Return each line in the listing that contains the string "grazing", copying the lines in their original order.

> **Point placement records**
^^^^^^^^^^^^^^^^

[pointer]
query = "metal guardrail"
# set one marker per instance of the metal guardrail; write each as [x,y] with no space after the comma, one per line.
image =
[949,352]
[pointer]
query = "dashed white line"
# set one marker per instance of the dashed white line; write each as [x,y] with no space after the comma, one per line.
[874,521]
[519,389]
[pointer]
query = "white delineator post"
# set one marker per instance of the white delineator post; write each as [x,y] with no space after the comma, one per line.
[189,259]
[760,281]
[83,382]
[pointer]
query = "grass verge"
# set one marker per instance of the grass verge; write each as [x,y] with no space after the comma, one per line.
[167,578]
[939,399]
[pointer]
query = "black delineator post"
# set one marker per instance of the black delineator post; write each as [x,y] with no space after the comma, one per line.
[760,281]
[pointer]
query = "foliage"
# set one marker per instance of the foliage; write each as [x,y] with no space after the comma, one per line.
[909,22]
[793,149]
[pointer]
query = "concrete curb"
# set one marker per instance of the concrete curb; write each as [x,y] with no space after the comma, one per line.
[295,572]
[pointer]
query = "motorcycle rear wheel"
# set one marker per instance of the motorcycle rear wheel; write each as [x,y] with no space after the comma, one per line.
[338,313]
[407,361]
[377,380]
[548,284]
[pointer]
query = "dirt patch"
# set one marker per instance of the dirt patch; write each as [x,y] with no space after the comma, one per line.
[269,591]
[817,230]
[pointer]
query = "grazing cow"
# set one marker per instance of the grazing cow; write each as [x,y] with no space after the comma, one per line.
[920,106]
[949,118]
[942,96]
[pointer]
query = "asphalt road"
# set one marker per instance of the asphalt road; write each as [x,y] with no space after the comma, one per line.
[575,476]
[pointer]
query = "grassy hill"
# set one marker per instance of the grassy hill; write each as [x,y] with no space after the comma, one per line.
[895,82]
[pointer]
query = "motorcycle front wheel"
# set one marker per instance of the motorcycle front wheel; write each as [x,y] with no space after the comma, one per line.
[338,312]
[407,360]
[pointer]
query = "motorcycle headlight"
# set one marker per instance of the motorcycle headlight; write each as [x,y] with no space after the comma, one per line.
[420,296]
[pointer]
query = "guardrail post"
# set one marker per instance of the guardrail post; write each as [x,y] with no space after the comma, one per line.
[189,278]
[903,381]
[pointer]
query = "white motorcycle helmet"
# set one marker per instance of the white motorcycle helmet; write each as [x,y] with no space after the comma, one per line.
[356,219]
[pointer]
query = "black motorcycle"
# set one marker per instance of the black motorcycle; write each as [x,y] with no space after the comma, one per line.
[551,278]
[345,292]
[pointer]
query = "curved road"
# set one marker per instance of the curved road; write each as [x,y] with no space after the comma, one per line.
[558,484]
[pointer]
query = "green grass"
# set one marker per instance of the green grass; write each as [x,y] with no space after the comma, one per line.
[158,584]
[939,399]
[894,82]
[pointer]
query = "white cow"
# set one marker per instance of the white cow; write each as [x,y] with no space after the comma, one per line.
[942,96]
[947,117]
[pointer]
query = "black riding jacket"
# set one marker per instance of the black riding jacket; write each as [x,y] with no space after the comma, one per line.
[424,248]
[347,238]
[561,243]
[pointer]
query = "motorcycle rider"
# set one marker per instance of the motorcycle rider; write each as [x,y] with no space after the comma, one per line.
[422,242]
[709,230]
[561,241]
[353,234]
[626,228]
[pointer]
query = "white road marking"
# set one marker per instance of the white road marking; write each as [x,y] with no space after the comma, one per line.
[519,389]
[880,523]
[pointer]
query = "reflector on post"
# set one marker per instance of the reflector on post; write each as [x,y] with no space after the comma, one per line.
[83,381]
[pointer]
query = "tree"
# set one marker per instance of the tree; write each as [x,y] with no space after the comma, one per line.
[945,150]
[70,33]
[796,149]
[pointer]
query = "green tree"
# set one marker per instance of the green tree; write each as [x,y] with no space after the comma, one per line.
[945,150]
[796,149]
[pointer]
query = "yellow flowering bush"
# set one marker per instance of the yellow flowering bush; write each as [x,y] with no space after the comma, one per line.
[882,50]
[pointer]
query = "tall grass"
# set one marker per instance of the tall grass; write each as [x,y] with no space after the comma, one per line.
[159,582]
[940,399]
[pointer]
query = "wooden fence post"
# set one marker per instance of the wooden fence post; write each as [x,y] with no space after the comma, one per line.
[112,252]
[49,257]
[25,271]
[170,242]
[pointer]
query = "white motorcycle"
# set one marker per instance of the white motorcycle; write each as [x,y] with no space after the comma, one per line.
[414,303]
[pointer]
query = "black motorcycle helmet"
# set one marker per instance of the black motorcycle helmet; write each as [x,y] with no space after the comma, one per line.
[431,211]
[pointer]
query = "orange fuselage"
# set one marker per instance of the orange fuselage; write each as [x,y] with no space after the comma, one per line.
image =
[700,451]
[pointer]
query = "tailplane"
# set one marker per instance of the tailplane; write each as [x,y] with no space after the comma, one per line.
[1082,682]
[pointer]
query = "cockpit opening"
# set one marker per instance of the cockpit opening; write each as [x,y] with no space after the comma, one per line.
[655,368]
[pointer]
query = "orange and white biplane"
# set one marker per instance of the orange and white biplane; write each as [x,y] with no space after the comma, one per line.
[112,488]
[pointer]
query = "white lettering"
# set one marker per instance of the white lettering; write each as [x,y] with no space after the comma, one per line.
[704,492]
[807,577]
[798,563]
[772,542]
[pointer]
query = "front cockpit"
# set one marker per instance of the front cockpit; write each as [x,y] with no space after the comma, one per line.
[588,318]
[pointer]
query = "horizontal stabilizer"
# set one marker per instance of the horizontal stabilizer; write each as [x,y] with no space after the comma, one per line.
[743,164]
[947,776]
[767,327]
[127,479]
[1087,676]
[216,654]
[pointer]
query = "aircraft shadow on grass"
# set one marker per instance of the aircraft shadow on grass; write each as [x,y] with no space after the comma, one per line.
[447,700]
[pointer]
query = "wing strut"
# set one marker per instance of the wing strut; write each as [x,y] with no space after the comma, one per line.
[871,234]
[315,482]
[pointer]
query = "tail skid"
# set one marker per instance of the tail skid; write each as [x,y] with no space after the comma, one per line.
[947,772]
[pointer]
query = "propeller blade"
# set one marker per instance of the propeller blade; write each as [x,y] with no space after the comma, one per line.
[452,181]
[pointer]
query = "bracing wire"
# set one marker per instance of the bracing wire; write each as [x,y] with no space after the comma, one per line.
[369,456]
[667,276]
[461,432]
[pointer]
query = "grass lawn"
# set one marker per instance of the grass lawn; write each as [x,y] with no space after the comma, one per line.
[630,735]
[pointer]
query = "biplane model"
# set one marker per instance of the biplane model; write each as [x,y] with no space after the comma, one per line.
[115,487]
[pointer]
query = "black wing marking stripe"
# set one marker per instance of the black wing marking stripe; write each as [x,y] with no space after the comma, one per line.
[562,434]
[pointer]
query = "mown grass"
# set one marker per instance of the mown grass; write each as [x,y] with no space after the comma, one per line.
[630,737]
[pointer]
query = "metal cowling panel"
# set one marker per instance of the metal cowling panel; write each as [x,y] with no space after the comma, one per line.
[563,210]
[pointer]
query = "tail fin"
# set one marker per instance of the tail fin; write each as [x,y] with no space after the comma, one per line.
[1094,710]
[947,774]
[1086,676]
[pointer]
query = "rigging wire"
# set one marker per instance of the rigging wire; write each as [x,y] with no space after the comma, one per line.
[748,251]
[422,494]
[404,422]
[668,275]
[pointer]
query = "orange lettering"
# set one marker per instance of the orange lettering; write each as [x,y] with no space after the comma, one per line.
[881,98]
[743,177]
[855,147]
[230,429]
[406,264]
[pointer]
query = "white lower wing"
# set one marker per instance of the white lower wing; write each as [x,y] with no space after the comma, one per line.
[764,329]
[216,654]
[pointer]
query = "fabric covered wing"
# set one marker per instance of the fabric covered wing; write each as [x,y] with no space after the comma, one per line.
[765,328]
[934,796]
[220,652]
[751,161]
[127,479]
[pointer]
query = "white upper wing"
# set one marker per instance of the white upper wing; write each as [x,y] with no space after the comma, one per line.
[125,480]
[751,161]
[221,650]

^^^^^^^^^^^^^^^^

> **Task solution**
query = "grazing cow"
# set one marker per instance of the grazing cow; write each as [x,y] with no space after the comma, one per line.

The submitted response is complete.